===== INPUT MATERIAL =====
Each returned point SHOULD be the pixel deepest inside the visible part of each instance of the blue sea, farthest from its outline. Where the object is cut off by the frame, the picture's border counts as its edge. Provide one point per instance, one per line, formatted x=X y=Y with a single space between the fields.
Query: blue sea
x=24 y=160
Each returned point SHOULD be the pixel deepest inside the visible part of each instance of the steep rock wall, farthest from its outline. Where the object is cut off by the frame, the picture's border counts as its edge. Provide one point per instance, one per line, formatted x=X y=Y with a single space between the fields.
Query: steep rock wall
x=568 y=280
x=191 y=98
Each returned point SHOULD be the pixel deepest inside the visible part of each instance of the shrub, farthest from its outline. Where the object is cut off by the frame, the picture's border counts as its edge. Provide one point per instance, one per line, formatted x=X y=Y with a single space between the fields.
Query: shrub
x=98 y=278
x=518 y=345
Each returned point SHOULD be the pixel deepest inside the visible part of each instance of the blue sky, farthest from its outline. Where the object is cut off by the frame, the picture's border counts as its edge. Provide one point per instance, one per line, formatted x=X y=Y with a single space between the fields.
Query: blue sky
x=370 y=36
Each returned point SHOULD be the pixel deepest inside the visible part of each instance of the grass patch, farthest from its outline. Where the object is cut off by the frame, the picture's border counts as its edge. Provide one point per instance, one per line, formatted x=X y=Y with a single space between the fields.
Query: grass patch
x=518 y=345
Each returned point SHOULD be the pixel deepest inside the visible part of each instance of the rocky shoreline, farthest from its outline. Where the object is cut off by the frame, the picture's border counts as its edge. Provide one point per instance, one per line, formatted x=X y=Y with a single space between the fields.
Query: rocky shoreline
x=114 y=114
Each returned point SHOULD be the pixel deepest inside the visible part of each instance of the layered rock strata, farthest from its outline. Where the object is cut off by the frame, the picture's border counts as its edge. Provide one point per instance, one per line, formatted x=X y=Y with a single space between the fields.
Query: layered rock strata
=====
◆ **WORK TO BE COMPLETED**:
What you return should be the records above, repeated exactly.

◆ **RESPONSE**:
Each returned point SHOULD be the pixel deepest inside the visible part of each instance of the blue sea, farthest from its outline. Where the object is cut off by the frame, the picture's border counts as its edge. Provide one point per instance, one per line, formatted x=X y=Y with a single space between the fields.
Query: blue sea
x=24 y=160
Each returned point SHOULD be the pixel deepest inside the visible part of each instance of the steep rock wall, farthest from its outline. Where the object is cut off by the frame, the picture's border counts as its edge. Provide one point per instance, one per line, formatted x=X y=Y with a single space between the fields.
Query: steep rock wall
x=568 y=280
x=191 y=98
Each returned point SHOULD be the pixel deepest inside the visible part of each instance of the shrub, farthest from its outline. Where the object is cut off by the frame, the picture's border counts as its edge. Provide one point per instance, one per line, formatted x=X y=Y with a single space between the fields.
Query: shrub
x=98 y=278
x=518 y=345
Each returned point SHOULD be the pixel deepest inside the visible part of each instance of the blue sky, farthest from its outline. Where the object is cut off by the frame, the picture's border counts as its edge. Provide one point per instance, one per line, formatted x=X y=Y with a single space between the fields.
Query: blue sky
x=370 y=36
Each returned point SHOULD be the pixel deepest inside the visible part of each instance of the grass patch, farthest from its outline. Where the object is cut off by the frame, the picture's border counts as its edge. Provide one point per instance, one per line, formatted x=X y=Y with a single space between the fields.
Query: grass patch
x=518 y=345
Each returned point SHOULD be the pixel deepest inside the visible part of each instance of the rocky shoreline, farthest from its outline. Where the object is cut off by the frame, the picture's border counts as its edge. Provide one point per instance, one per line, formatted x=X y=Y with a single space between the fields.
Query: rocky shoreline
x=114 y=114
Each returned point SHOULD be the pixel deepest inside the visible part of each instance of the layered rock strata, farthest from its outline. Where the object is cut off by the frame, the picture's border counts as its edge. Provide one point per instance, one per line, formatted x=X y=Y with a single space between the fields.
Query: layered rock strata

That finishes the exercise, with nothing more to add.